■ Goal ■
Starting at the line that contains "TARGET = stone temple" and stopping at the end of the records, rewrite those lines with "bush" changed to "shrub" and everything else left as it stands.

Saved entries:
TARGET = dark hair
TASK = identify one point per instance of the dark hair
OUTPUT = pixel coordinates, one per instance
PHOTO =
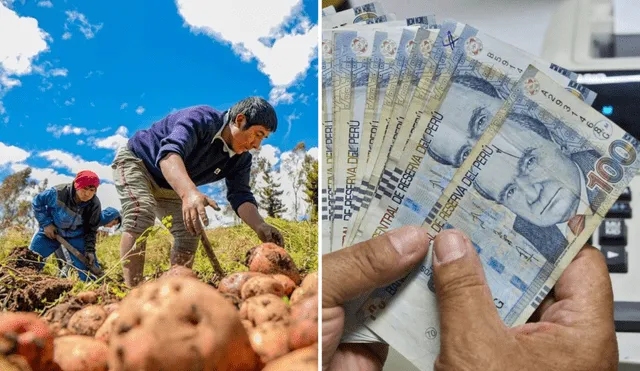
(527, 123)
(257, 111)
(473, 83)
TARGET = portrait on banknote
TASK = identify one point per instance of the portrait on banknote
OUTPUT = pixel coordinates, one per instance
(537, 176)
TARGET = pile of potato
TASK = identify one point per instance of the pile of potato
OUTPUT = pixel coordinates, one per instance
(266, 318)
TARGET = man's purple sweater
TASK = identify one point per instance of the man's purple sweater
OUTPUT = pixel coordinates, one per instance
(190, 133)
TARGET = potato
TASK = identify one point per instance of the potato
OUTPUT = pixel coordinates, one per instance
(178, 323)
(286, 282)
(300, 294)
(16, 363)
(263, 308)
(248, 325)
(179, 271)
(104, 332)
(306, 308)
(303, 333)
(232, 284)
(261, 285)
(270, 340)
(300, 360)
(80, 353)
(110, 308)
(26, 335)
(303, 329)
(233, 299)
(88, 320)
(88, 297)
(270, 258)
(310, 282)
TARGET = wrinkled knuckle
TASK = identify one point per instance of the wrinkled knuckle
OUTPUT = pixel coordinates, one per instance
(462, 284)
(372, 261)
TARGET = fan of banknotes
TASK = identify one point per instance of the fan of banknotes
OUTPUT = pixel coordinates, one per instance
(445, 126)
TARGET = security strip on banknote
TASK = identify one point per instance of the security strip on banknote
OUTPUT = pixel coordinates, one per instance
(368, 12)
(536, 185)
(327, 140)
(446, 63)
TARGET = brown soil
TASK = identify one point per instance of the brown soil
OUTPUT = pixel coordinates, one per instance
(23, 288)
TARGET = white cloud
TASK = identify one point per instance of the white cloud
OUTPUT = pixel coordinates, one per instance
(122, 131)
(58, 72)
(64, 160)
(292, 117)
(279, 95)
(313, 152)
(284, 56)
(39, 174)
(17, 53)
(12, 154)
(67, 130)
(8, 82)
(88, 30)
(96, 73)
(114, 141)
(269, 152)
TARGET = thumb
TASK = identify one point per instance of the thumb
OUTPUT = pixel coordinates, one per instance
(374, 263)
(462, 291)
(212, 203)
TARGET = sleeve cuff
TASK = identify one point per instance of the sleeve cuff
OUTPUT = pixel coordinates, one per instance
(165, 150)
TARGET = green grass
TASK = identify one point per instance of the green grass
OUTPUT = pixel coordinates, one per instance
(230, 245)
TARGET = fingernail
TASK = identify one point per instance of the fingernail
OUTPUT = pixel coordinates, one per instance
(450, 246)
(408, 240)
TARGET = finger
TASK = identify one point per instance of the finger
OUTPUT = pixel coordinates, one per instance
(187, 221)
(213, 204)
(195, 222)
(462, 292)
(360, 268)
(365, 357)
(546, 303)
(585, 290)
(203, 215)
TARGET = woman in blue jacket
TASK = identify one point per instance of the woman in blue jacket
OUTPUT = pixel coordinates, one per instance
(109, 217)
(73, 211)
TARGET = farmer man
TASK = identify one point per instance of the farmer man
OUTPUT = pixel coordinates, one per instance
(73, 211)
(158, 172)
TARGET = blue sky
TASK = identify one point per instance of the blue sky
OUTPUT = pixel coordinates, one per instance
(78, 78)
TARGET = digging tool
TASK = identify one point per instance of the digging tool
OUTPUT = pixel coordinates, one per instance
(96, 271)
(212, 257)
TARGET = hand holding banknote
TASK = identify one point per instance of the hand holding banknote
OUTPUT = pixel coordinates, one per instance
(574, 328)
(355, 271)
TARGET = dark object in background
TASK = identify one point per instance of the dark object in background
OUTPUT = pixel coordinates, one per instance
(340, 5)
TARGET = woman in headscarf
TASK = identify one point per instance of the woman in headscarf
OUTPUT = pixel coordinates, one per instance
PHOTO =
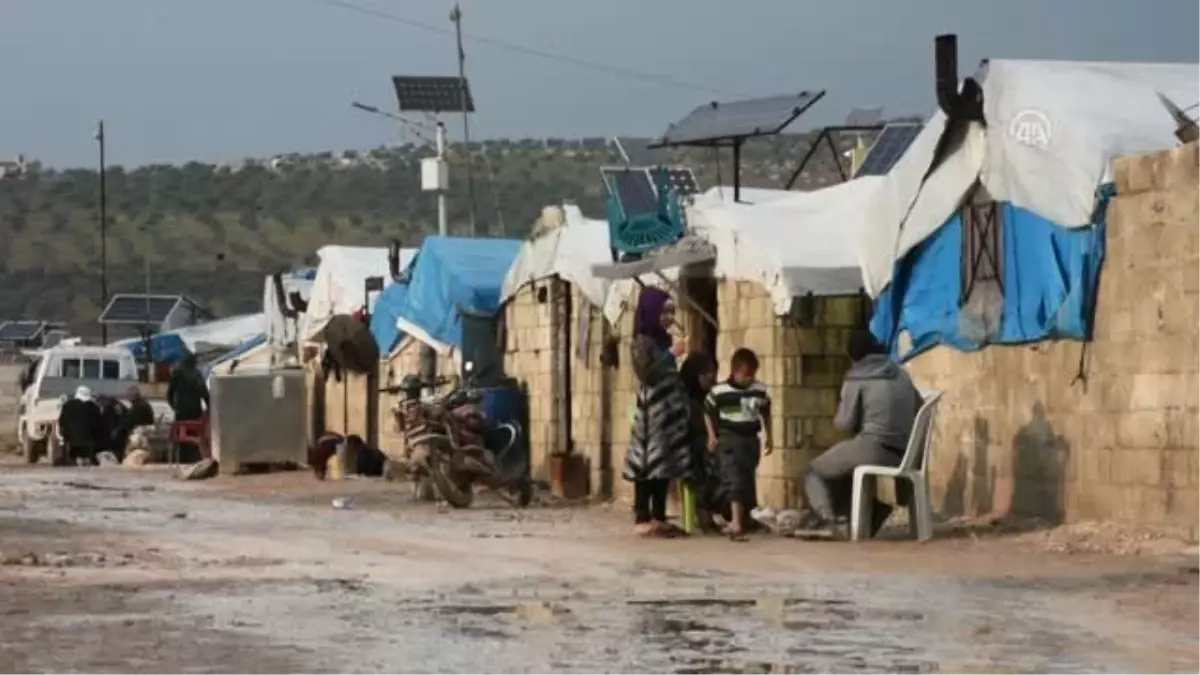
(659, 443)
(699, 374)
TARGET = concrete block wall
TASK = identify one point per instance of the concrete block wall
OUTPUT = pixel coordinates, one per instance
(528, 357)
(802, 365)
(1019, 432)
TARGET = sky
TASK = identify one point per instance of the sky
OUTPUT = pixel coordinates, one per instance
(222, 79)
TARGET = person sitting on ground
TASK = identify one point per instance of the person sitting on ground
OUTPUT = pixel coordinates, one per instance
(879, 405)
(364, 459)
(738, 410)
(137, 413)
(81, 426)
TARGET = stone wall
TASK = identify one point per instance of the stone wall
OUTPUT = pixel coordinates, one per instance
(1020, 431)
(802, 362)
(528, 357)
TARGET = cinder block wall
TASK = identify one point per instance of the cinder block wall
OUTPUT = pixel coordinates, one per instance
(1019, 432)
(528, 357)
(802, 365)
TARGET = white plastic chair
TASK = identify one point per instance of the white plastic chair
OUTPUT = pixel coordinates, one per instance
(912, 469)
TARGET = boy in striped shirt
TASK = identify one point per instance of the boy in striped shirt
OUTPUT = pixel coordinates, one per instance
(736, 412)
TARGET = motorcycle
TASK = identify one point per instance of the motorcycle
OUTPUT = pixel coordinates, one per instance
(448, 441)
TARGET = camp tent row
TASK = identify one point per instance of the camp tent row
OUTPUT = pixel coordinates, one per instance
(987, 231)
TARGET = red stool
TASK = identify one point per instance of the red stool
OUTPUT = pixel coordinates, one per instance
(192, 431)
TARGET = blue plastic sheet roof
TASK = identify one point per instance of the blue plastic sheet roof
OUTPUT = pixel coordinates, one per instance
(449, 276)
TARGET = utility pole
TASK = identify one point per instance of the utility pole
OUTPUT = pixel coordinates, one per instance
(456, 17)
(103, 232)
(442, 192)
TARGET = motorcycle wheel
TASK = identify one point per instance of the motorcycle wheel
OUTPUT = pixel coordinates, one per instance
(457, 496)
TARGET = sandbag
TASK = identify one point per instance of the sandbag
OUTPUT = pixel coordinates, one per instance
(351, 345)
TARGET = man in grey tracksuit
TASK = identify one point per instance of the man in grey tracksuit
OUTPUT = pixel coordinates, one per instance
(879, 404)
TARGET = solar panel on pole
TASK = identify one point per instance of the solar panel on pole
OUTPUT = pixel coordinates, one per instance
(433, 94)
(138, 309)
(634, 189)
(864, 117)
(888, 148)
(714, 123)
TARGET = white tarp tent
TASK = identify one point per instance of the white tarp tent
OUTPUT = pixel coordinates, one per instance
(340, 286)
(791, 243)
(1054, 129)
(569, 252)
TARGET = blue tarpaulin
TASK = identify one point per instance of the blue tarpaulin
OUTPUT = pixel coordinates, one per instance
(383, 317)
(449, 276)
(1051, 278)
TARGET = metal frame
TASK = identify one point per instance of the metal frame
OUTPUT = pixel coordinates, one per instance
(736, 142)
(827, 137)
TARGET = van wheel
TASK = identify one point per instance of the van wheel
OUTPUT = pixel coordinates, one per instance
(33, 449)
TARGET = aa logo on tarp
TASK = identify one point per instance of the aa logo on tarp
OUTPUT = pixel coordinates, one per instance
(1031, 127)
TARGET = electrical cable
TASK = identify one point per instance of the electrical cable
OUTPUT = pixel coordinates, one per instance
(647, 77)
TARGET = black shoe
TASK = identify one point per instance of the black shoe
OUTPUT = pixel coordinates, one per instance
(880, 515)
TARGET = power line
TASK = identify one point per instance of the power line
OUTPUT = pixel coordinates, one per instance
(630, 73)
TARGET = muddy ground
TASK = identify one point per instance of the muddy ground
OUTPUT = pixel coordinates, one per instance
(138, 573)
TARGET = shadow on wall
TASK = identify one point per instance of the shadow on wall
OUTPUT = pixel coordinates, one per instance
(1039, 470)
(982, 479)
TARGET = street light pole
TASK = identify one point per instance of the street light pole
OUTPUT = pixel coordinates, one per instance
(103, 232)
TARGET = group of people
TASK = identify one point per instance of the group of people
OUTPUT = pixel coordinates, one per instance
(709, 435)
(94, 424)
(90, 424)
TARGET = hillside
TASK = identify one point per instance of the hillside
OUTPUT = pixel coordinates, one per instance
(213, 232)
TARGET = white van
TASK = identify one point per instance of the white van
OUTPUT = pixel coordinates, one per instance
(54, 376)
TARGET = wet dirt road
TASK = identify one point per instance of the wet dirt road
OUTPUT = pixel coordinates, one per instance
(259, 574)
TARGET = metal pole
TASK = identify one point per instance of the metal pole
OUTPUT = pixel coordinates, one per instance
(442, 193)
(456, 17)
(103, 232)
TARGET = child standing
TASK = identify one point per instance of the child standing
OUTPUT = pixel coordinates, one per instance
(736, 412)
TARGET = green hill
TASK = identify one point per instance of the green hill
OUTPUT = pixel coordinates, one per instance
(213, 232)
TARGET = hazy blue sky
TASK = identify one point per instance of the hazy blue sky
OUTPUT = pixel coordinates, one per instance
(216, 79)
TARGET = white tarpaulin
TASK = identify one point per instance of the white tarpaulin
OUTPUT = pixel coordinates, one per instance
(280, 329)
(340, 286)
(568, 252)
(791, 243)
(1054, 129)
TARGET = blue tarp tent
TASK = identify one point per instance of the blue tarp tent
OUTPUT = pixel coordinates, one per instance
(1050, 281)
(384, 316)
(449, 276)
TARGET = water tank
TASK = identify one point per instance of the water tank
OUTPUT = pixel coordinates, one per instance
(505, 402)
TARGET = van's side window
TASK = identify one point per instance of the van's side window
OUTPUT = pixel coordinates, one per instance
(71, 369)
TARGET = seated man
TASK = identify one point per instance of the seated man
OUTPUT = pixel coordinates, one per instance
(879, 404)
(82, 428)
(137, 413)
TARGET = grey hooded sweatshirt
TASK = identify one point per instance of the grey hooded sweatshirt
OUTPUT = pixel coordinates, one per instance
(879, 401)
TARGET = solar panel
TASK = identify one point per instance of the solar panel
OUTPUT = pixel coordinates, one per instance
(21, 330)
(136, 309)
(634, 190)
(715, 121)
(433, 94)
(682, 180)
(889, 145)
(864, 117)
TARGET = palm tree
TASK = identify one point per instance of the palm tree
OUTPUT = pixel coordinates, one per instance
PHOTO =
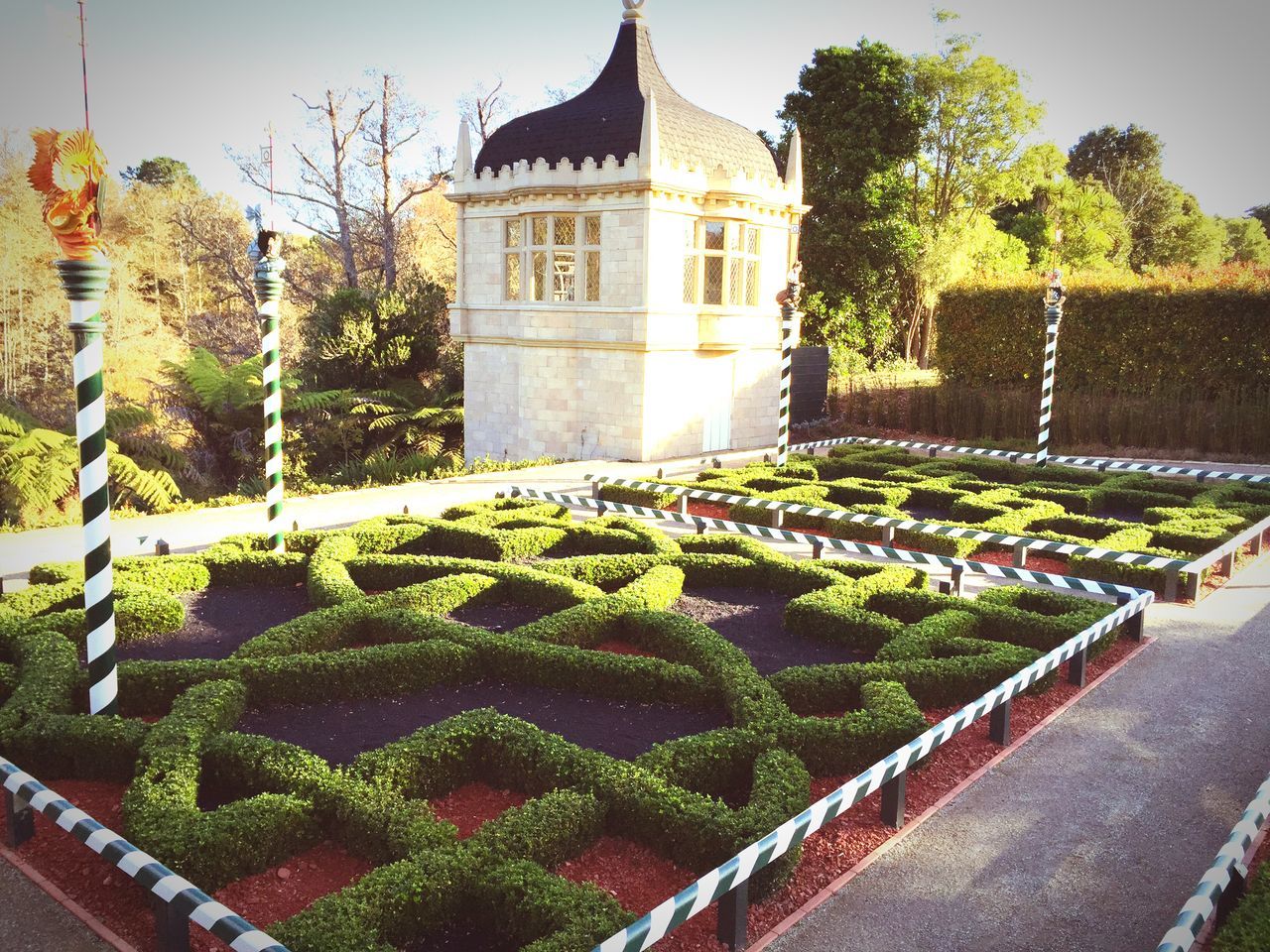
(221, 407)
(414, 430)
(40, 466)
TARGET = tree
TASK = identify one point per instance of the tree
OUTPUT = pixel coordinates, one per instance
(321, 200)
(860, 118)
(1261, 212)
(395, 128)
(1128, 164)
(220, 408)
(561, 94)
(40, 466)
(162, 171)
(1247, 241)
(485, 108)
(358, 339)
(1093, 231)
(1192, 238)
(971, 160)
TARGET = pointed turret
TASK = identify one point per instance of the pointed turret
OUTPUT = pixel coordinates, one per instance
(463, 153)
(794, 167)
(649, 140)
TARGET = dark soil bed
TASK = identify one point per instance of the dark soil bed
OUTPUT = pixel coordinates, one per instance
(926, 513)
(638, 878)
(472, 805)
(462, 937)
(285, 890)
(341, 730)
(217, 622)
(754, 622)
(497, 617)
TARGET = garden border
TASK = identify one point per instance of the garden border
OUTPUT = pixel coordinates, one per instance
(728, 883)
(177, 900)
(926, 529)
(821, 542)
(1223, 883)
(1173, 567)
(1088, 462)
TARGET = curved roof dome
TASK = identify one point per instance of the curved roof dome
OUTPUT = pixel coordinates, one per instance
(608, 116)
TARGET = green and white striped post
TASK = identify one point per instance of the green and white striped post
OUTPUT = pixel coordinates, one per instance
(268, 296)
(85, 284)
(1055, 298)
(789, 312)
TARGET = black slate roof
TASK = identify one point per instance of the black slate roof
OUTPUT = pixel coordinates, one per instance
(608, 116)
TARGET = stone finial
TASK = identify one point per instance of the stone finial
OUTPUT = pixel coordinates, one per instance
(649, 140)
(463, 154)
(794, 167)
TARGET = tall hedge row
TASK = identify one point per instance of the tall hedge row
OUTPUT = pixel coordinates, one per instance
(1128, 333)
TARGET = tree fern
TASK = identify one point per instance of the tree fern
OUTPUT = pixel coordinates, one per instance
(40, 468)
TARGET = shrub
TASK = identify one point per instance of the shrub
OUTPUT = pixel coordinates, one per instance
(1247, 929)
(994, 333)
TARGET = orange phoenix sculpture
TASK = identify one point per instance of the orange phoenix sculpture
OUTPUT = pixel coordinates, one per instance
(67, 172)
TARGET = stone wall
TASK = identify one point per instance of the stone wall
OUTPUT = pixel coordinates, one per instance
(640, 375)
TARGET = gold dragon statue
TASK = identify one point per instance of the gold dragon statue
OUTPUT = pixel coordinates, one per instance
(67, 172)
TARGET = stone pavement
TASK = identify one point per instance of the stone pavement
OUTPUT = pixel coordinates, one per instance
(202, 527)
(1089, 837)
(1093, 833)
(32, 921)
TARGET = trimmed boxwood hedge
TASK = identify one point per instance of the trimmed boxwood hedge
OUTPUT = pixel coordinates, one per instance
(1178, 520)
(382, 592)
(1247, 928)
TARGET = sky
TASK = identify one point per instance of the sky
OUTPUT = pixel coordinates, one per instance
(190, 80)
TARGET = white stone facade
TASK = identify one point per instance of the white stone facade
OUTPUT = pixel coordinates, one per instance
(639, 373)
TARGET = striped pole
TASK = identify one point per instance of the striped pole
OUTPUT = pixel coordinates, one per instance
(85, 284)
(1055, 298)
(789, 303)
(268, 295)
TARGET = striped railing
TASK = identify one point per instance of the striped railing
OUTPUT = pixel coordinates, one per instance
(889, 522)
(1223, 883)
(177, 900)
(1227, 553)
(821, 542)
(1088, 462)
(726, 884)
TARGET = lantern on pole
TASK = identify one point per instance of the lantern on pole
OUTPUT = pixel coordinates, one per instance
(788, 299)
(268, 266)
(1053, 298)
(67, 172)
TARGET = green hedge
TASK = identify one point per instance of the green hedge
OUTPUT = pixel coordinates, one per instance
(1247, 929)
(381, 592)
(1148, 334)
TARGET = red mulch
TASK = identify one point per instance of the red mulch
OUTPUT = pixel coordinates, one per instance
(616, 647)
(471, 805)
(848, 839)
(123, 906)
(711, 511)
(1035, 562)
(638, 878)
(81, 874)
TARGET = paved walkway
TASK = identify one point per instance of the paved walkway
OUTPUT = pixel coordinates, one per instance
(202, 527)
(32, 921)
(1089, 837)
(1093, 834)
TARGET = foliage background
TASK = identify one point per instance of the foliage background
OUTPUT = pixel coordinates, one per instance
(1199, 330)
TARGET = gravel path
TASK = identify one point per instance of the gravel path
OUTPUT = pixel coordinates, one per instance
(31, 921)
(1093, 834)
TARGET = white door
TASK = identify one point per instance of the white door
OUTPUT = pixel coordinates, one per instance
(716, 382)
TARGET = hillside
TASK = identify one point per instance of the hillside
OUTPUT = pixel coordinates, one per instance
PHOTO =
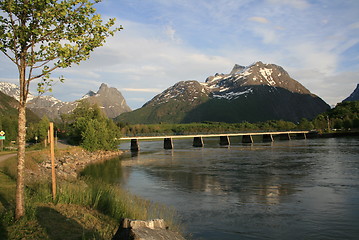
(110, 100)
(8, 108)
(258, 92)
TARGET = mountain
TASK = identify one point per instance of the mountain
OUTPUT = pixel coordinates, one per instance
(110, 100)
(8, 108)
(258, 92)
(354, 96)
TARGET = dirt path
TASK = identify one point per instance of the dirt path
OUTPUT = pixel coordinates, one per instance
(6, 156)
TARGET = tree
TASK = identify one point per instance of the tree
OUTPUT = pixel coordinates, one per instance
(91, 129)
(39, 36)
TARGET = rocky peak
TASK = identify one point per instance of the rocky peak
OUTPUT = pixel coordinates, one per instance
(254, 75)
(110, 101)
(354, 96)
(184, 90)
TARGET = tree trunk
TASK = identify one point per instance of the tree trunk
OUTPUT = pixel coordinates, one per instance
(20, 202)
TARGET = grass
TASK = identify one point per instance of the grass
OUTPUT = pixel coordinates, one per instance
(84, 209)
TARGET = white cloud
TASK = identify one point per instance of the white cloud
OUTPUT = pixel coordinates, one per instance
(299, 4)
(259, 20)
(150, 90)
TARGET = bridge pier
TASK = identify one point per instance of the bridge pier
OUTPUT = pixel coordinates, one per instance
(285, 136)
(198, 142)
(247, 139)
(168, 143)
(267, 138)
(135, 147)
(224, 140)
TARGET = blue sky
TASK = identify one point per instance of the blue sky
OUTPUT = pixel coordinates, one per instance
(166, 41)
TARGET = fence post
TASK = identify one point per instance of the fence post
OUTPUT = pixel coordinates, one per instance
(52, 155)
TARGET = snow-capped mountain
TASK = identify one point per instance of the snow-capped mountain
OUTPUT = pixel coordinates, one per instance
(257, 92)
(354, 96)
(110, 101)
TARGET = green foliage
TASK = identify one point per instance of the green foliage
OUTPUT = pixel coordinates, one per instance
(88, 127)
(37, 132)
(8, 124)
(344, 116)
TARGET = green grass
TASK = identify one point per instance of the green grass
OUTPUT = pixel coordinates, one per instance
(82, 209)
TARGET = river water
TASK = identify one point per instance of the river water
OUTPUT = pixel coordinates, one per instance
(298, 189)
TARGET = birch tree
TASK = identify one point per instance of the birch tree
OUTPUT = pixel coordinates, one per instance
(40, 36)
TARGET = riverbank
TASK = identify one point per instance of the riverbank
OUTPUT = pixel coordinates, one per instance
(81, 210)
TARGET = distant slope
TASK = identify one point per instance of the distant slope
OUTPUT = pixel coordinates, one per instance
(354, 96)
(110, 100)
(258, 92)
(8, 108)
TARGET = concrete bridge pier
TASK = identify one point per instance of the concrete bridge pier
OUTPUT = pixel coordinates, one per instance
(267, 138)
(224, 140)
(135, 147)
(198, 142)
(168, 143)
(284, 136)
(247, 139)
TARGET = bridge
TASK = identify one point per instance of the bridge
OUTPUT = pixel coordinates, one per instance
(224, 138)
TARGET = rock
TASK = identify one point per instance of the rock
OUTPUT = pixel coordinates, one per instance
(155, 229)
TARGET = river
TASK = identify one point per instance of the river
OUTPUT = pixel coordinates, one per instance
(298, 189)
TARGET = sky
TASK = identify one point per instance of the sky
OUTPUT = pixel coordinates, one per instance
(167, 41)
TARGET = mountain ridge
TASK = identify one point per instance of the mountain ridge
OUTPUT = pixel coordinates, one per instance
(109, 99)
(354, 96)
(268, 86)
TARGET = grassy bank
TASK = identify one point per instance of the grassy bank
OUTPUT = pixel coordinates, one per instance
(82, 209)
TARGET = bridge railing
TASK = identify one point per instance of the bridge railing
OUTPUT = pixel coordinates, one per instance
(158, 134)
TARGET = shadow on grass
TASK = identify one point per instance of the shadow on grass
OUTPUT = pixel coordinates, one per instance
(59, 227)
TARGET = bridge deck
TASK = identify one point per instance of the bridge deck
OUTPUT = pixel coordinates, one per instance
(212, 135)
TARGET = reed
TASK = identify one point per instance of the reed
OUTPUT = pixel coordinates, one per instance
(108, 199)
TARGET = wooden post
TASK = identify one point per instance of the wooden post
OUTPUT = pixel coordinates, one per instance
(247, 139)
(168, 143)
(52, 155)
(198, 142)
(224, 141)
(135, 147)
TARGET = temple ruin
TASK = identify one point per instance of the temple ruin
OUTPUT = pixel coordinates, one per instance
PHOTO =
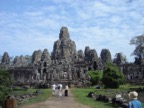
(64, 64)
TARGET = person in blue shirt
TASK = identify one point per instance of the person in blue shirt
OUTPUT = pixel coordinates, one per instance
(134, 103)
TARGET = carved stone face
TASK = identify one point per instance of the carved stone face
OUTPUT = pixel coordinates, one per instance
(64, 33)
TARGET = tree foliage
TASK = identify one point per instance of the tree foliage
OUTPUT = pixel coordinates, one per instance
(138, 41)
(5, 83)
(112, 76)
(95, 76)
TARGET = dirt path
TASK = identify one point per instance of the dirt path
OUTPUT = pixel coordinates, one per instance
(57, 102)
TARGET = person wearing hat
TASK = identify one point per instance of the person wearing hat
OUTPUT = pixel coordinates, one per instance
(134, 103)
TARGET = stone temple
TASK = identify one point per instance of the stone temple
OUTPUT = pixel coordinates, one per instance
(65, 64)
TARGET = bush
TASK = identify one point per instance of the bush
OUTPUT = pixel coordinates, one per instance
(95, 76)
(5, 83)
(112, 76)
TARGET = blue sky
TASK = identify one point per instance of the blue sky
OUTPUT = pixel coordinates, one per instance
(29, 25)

■ Problem solution ■
TARGET = stone temple
TASK = identify one point per instance of the stone temple
OUTPUT = pixel coordinates, one per instance
(65, 64)
TARGET = shrub
TASK = identify one point per instance of the shrub
OUTPUT = pixel coordinates, one per instance
(95, 76)
(5, 83)
(112, 76)
TARGET = blue sky
TASK = identify one point per instance of the blue sky
OUTPUT = pixel coordinates, one per instance
(29, 25)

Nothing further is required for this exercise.